Capital Allocation by Percentile Layer

Abstract

This paper describes a new approach to capital allocation; the catalyst for this new approach is a new formulation of the meaning of holding Value at Risk (VaR) capital. This new formulation expresses the firm’s total capital as the sum of many granular pieces of capital, or “percentile layers of capital.” As a result, one must allocate capital separately on each layer and perform the capital allocation across all layers. The resulting capital allocation procedure, “capital allocation by percentile layer,” exhibits several salient features. First, it allocates capital to all losses, rather than allocating capital only to extreme losses in the tail of the distribution. Second, despite allocating capital to this broad range of loss events, the proposed procedure does not allocate in proportion to average loss; rather, it allocates disproportionate capital to severe losses. Third, it allocates capital by relying neither upon esoteric parameters nor upon elusive risk preferences. Ultimately, on the practical plane, capital allocation by percentile layer produces allocations that are different from many other methods. Concomitantly, on the theoretical plane, capital allocation by percentile layer leads to new continuous formulas for risk load and utility.

» Stated goal 1: Translate this sentence from the capital allocation abstract into Spanish: "First, it allocates capital to all losses, rather than allocating capital only to extreme losses in the tail of the distribution."

» Supplied information:

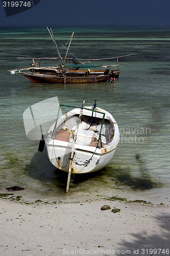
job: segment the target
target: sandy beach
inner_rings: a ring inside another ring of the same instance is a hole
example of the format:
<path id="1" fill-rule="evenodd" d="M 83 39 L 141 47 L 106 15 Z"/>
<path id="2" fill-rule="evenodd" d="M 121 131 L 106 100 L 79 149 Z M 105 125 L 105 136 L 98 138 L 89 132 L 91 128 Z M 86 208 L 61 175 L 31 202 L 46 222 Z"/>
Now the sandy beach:
<path id="1" fill-rule="evenodd" d="M 167 191 L 151 201 L 27 200 L 25 193 L 1 194 L 1 255 L 169 255 Z"/>

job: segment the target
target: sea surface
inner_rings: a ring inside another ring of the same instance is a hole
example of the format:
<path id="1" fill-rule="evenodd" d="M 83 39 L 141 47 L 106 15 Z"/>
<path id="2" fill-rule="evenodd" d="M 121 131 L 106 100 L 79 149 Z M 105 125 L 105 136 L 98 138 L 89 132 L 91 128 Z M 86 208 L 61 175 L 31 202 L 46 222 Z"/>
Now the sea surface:
<path id="1" fill-rule="evenodd" d="M 57 57 L 46 29 L 0 28 L 0 191 L 18 186 L 31 197 L 69 200 L 71 195 L 79 200 L 83 196 L 85 200 L 109 195 L 136 199 L 155 196 L 168 202 L 170 28 L 53 28 L 53 31 L 62 56 L 65 50 L 62 44 L 72 32 L 71 57 L 135 55 L 118 58 L 120 72 L 115 83 L 34 83 L 8 71 L 29 67 L 32 62 L 17 57 Z M 116 59 L 94 63 L 115 65 Z M 27 138 L 23 122 L 27 108 L 54 97 L 61 104 L 80 106 L 84 99 L 88 106 L 96 99 L 99 107 L 113 115 L 120 134 L 109 164 L 100 172 L 76 176 L 67 195 L 66 174 L 51 164 L 45 149 L 38 151 L 38 140 Z"/>

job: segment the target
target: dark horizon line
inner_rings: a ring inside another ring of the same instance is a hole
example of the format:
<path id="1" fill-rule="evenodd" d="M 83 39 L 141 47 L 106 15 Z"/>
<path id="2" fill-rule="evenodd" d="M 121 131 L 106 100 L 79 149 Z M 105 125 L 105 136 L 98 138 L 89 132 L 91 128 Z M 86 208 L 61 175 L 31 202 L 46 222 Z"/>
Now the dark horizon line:
<path id="1" fill-rule="evenodd" d="M 0 28 L 44 28 L 47 27 L 53 27 L 54 28 L 170 28 L 170 25 L 0 25 Z"/>

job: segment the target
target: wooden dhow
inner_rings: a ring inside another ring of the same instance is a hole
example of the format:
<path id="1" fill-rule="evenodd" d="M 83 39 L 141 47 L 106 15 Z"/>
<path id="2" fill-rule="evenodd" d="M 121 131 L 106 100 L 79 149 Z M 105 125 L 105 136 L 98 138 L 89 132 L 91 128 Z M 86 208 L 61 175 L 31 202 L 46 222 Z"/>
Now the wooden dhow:
<path id="1" fill-rule="evenodd" d="M 67 58 L 67 55 L 68 49 L 72 40 L 74 33 L 71 36 L 67 51 L 64 58 L 61 56 L 58 46 L 52 29 L 49 29 L 46 27 L 50 33 L 51 37 L 55 46 L 58 57 L 57 58 L 19 58 L 22 59 L 32 59 L 32 63 L 30 63 L 31 67 L 23 68 L 18 69 L 10 70 L 12 74 L 19 73 L 23 75 L 25 77 L 29 79 L 33 82 L 41 83 L 83 83 L 103 82 L 106 81 L 111 81 L 112 78 L 117 78 L 119 76 L 120 71 L 118 69 L 118 59 L 119 57 L 125 57 L 134 55 L 134 54 L 128 54 L 127 55 L 120 56 L 118 57 L 113 57 L 109 58 L 98 58 L 98 59 L 83 59 L 76 58 L 74 55 L 72 58 Z M 65 48 L 65 47 L 64 47 Z M 94 66 L 88 64 L 92 60 L 104 60 L 106 59 L 117 59 L 117 63 L 115 65 L 107 66 Z M 42 67 L 40 67 L 40 62 L 43 59 L 56 60 L 59 61 L 59 65 L 56 66 Z M 35 60 L 38 60 L 38 63 L 36 63 Z M 69 60 L 69 63 L 67 62 Z M 70 61 L 72 62 L 70 64 Z M 112 67 L 116 67 L 116 69 L 112 70 Z M 96 68 L 98 69 L 92 70 L 91 68 Z M 102 67 L 101 70 L 99 69 L 99 67 Z M 103 69 L 103 67 L 105 69 Z M 82 68 L 85 69 L 82 69 Z M 80 70 L 79 69 L 81 68 Z"/>

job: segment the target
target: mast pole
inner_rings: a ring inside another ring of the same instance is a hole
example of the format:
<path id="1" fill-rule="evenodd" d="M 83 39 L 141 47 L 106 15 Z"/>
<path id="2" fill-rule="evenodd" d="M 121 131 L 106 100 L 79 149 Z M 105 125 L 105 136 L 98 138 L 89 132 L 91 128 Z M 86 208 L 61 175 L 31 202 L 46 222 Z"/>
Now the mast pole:
<path id="1" fill-rule="evenodd" d="M 74 35 L 74 33 L 75 33 L 75 32 L 72 32 L 72 35 L 71 35 L 71 39 L 70 39 L 70 41 L 69 41 L 69 45 L 68 45 L 68 48 L 67 48 L 67 52 L 66 52 L 66 53 L 65 56 L 65 59 L 64 59 L 64 61 L 63 61 L 64 63 L 65 63 L 65 59 L 66 59 L 66 57 L 67 57 L 67 53 L 68 53 L 68 49 L 69 49 L 69 47 L 70 47 L 70 44 L 71 44 L 71 40 L 72 40 L 72 37 L 73 37 L 73 35 Z"/>
<path id="2" fill-rule="evenodd" d="M 57 45 L 56 43 L 56 41 L 55 40 L 55 37 L 54 37 L 52 29 L 51 28 L 50 29 L 51 31 L 50 31 L 48 28 L 47 28 L 47 27 L 46 27 L 48 32 L 50 33 L 51 37 L 52 37 L 53 41 L 55 45 L 56 48 L 57 53 L 58 53 L 59 59 L 59 61 L 60 61 L 60 66 L 61 66 L 61 70 L 62 70 L 62 73 L 63 74 L 63 75 L 65 77 L 65 72 L 66 72 L 66 67 L 65 67 L 65 66 L 64 65 L 64 63 L 63 62 L 63 59 L 61 57 L 61 56 L 60 55 L 59 50 L 58 49 L 58 46 L 57 46 Z"/>
<path id="3" fill-rule="evenodd" d="M 85 102 L 85 99 L 83 100 L 83 104 L 80 110 L 80 115 L 79 115 L 79 120 L 77 124 L 77 126 L 76 128 L 75 132 L 74 135 L 74 137 L 72 139 L 72 149 L 71 149 L 71 156 L 70 156 L 70 161 L 69 162 L 69 170 L 68 170 L 68 178 L 67 178 L 67 187 L 66 187 L 66 193 L 68 192 L 68 189 L 69 189 L 69 183 L 70 183 L 70 177 L 71 177 L 71 170 L 72 170 L 72 159 L 74 157 L 74 150 L 75 150 L 75 143 L 76 141 L 77 140 L 77 133 L 78 132 L 78 129 L 79 129 L 79 126 L 80 124 L 80 122 L 81 121 L 81 118 L 82 115 L 83 113 L 83 108 L 84 108 L 84 102 Z"/>

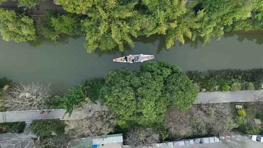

» Stated goal 2: Reproduce the listing exactly, from its start through the line containing "167 191 L 151", and leave out the pictures.

» Exercise response 1: En primer lugar, asigna capital a todas las pérdidas, en lugar de asignar capital únicamente a las pérdidas extremas de la cola de la distribución.

» Exercise response 2:
job: segment the target
target: sandy beach
inner_rings: a ring inside another ring of the same instance is a hole
example of the format:
<path id="1" fill-rule="evenodd" d="M 83 39 L 141 47 L 106 15 Z"/>
<path id="2" fill-rule="evenodd" d="M 121 131 L 106 100 L 79 149 Z M 105 125 L 105 136 L 98 138 L 89 132 L 91 128 Z M 86 208 L 61 175 L 31 202 L 46 222 Z"/>
Now the sandy beach:
<path id="1" fill-rule="evenodd" d="M 167 191 L 151 201 L 27 200 L 25 193 L 1 194 L 1 255 L 169 255 Z"/>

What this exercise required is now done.